**Goal:** Arrange the lines from the start of the records up to and including the line with "[[282, 195, 405, 284]]" as a numbered list, omitting any blank lines. Give only those lines.

Bounding box annotation entries:
########################################
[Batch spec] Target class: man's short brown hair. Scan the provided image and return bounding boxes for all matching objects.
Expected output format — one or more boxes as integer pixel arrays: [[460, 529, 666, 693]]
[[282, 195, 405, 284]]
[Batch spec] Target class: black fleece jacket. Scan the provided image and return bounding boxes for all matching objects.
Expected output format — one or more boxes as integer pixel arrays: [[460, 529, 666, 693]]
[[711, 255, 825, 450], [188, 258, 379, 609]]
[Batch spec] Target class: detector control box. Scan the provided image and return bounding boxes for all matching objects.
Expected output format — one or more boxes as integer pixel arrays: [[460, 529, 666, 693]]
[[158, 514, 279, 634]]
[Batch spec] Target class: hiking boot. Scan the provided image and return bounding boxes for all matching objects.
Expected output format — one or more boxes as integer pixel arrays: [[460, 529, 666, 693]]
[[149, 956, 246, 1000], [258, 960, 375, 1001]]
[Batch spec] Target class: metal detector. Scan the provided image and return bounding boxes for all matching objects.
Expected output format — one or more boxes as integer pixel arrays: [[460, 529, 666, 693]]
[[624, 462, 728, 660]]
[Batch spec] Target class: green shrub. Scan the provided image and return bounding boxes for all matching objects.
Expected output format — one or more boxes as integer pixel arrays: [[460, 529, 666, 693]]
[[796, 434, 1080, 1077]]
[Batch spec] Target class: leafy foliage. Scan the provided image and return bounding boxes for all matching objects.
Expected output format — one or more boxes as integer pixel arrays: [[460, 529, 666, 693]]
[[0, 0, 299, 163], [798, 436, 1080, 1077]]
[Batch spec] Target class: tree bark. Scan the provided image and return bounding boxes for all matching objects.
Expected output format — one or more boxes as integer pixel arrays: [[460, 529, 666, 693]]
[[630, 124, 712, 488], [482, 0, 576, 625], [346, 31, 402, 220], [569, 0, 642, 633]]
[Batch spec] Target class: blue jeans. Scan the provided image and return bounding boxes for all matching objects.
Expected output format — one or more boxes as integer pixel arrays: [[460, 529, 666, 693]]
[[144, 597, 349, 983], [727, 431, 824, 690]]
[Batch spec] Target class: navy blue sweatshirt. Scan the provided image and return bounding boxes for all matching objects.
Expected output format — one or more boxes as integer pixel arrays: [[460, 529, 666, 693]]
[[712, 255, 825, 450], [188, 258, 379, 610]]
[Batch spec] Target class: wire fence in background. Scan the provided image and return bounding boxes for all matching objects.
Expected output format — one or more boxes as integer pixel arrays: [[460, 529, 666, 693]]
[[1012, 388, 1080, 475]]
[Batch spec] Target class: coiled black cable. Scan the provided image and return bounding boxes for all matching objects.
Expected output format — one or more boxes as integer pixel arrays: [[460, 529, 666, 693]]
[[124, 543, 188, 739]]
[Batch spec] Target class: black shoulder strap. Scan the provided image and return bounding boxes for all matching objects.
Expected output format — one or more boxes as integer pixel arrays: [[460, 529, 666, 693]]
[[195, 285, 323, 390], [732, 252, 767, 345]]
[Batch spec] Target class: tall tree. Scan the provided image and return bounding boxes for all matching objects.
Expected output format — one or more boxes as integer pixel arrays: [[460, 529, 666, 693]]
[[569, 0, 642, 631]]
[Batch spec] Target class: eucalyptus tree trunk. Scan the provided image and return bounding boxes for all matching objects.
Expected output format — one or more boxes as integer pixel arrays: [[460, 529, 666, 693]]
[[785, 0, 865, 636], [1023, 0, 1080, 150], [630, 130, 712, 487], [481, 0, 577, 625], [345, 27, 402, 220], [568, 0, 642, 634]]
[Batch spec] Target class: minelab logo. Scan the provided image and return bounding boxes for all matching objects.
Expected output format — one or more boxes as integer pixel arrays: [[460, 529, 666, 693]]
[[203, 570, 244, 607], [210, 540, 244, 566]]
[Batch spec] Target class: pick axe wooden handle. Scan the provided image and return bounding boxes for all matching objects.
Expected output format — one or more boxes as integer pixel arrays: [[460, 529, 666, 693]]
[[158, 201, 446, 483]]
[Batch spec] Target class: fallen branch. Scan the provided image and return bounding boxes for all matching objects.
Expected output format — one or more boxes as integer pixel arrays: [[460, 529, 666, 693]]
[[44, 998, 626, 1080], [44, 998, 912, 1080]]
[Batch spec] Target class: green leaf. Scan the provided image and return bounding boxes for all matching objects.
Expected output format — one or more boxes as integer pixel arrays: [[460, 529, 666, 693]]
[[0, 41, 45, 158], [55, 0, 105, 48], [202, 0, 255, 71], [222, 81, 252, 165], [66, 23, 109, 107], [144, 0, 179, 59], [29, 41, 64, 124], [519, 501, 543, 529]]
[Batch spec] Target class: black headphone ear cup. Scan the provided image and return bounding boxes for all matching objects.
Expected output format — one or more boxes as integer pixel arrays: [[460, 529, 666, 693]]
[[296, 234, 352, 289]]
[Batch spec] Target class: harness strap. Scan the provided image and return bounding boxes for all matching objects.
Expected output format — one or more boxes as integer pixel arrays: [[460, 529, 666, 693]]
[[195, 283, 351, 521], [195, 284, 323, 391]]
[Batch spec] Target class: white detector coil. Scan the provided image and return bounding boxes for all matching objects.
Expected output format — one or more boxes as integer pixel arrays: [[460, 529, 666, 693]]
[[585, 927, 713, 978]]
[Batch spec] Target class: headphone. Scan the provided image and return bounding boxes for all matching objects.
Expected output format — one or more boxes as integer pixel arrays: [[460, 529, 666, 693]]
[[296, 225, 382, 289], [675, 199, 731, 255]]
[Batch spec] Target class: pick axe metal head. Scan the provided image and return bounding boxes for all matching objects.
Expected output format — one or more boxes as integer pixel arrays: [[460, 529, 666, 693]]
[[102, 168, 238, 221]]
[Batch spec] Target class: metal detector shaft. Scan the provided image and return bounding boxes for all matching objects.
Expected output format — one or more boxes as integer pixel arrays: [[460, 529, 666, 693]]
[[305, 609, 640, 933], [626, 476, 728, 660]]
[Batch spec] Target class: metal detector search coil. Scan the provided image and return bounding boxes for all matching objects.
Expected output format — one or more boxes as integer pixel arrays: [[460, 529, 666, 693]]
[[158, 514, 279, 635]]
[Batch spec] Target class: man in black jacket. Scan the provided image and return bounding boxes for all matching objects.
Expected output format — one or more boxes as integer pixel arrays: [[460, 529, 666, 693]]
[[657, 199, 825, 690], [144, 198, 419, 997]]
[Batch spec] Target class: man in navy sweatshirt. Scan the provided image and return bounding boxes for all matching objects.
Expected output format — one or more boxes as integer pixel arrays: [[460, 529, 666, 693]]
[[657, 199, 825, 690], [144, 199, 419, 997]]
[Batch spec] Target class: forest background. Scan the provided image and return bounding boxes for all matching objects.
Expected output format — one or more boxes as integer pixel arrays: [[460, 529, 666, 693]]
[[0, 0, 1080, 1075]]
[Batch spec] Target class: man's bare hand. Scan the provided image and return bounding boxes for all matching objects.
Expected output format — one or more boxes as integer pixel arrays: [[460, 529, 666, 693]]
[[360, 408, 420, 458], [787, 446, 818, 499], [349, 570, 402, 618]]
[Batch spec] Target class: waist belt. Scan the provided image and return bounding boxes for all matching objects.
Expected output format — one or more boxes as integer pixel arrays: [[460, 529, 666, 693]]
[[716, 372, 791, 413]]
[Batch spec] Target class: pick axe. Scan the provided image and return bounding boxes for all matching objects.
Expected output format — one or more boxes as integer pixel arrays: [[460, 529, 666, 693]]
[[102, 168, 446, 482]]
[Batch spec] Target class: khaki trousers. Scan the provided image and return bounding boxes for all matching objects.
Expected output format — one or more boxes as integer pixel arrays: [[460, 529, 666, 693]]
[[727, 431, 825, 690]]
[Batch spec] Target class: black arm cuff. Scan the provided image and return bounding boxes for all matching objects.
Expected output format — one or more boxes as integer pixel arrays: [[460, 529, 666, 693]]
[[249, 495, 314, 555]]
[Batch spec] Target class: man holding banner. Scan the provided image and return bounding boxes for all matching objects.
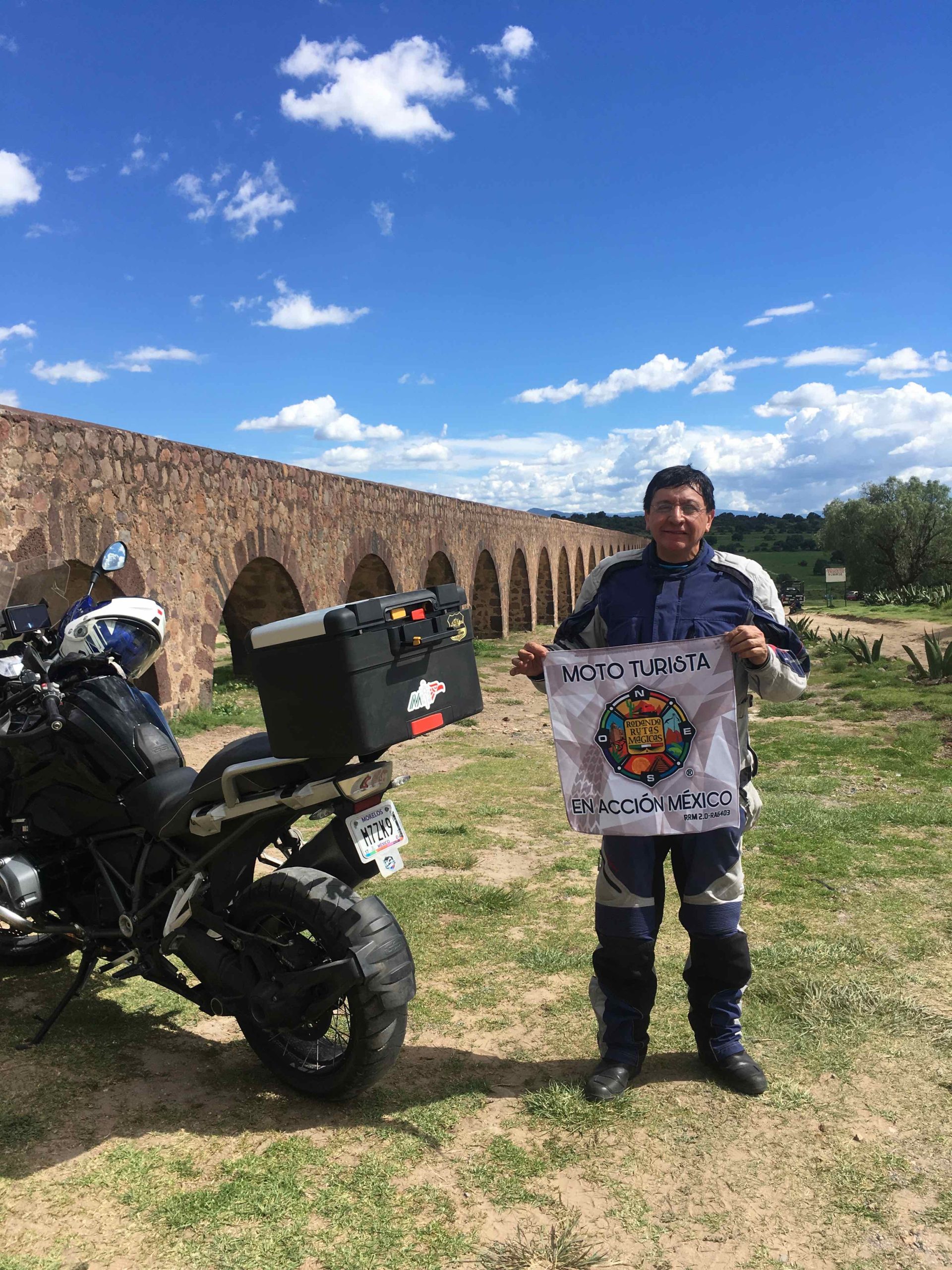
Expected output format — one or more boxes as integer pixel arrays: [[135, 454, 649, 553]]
[[510, 466, 810, 1101]]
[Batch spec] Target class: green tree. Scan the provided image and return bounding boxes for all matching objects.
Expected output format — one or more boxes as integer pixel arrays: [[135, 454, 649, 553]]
[[819, 476, 952, 588]]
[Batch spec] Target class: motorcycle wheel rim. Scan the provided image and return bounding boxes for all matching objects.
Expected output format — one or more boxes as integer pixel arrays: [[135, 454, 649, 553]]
[[247, 912, 353, 1076]]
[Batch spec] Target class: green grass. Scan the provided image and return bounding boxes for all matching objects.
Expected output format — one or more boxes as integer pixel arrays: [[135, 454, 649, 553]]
[[172, 663, 264, 740]]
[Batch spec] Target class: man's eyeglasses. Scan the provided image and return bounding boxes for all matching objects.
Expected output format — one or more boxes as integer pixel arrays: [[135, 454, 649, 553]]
[[650, 502, 706, 517]]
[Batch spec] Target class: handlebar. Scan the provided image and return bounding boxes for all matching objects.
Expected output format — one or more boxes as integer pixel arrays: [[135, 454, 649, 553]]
[[43, 689, 63, 732]]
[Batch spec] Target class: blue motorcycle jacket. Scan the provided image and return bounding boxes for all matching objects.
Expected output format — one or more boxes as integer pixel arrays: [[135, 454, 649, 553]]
[[537, 542, 810, 827]]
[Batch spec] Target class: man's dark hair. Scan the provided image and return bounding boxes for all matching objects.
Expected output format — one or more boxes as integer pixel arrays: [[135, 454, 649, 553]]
[[645, 463, 714, 512]]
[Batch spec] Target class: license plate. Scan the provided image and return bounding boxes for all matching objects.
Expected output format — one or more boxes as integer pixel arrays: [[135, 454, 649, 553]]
[[347, 800, 409, 874]]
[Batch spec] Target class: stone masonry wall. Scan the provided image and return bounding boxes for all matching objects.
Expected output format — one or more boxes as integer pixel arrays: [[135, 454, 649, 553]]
[[0, 405, 644, 710]]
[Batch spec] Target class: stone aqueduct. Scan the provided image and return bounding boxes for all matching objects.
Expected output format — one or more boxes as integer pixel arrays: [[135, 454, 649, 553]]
[[0, 405, 644, 710]]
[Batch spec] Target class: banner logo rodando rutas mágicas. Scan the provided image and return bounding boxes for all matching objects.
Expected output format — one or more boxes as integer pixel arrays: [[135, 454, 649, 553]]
[[546, 635, 740, 835]]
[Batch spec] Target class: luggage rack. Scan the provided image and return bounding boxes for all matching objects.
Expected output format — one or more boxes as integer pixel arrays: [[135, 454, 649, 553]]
[[189, 758, 394, 838]]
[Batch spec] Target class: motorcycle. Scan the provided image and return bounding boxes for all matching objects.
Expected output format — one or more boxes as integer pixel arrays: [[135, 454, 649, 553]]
[[0, 542, 431, 1100]]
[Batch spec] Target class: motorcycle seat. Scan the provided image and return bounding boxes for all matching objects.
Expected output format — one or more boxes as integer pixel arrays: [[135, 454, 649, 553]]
[[123, 767, 200, 838], [123, 732, 289, 838]]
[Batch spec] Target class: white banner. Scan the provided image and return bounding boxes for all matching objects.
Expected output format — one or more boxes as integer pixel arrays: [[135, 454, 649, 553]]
[[544, 635, 740, 837]]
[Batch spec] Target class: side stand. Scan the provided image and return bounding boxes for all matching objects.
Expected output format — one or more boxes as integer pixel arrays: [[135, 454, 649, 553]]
[[16, 949, 99, 1049]]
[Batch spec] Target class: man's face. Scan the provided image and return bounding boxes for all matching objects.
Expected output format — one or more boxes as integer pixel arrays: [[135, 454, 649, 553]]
[[645, 485, 714, 564]]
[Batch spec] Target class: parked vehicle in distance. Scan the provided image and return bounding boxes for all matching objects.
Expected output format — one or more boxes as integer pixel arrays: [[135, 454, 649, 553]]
[[0, 542, 482, 1098]]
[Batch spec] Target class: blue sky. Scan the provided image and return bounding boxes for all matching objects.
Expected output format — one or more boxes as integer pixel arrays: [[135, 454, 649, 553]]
[[0, 0, 952, 512]]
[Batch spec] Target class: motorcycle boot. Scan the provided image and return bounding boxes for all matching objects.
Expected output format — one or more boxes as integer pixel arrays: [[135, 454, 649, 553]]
[[683, 930, 767, 1095], [585, 1050, 645, 1102], [589, 931, 657, 1072]]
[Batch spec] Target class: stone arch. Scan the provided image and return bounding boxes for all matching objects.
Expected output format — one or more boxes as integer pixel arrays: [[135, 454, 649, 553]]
[[556, 547, 573, 622], [345, 553, 396, 605], [422, 551, 456, 587], [509, 547, 532, 631], [221, 556, 304, 678], [471, 550, 503, 639], [536, 547, 555, 626]]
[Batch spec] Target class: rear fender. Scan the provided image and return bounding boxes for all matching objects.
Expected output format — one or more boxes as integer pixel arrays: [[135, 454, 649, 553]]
[[288, 816, 379, 887]]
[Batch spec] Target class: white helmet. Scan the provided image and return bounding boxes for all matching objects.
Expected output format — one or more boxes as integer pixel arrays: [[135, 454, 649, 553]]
[[60, 596, 165, 680]]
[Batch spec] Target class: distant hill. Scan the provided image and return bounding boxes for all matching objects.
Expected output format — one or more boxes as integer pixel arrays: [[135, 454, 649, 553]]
[[530, 507, 823, 554]]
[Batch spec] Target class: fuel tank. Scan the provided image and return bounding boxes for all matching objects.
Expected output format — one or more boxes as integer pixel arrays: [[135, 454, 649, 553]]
[[0, 676, 184, 838]]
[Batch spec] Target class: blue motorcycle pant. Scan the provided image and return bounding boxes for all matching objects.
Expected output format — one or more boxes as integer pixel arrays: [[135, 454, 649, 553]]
[[589, 828, 750, 1066]]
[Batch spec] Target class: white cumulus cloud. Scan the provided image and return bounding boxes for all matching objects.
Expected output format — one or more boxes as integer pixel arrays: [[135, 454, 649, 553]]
[[404, 441, 452, 463], [513, 347, 734, 405], [255, 278, 371, 330], [0, 150, 42, 216], [172, 159, 297, 239], [29, 359, 109, 383], [783, 344, 870, 366], [303, 383, 952, 512], [279, 36, 467, 141], [119, 132, 169, 177], [721, 357, 779, 371], [513, 380, 589, 405], [236, 394, 404, 441], [311, 446, 374, 475], [474, 27, 536, 75], [112, 344, 202, 374], [0, 321, 37, 344], [849, 348, 952, 380], [371, 203, 394, 238], [691, 366, 736, 396], [744, 300, 816, 326], [754, 383, 836, 419]]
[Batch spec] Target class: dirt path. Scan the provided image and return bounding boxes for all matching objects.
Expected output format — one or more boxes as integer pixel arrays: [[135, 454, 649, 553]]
[[805, 608, 952, 657]]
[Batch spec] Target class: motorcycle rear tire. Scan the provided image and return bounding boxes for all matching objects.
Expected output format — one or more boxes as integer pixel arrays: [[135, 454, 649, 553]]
[[230, 867, 406, 1101]]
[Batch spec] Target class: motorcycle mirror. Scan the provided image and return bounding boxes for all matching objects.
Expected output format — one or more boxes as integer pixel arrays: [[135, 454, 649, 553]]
[[97, 542, 125, 573], [86, 542, 125, 596]]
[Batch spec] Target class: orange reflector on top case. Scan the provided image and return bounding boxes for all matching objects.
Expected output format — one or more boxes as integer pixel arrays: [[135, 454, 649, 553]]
[[410, 714, 443, 737]]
########################################
**Solution for this exercise:**
1. [Batch spec] Target class: man's short brown hair. Scan the provided image and return bounding boxes for all matching objects.
2. Expected output format — one or more boxes as integer pixel arrays: [[460, 529, 666, 693]]
3. [[282, 195, 405, 284]]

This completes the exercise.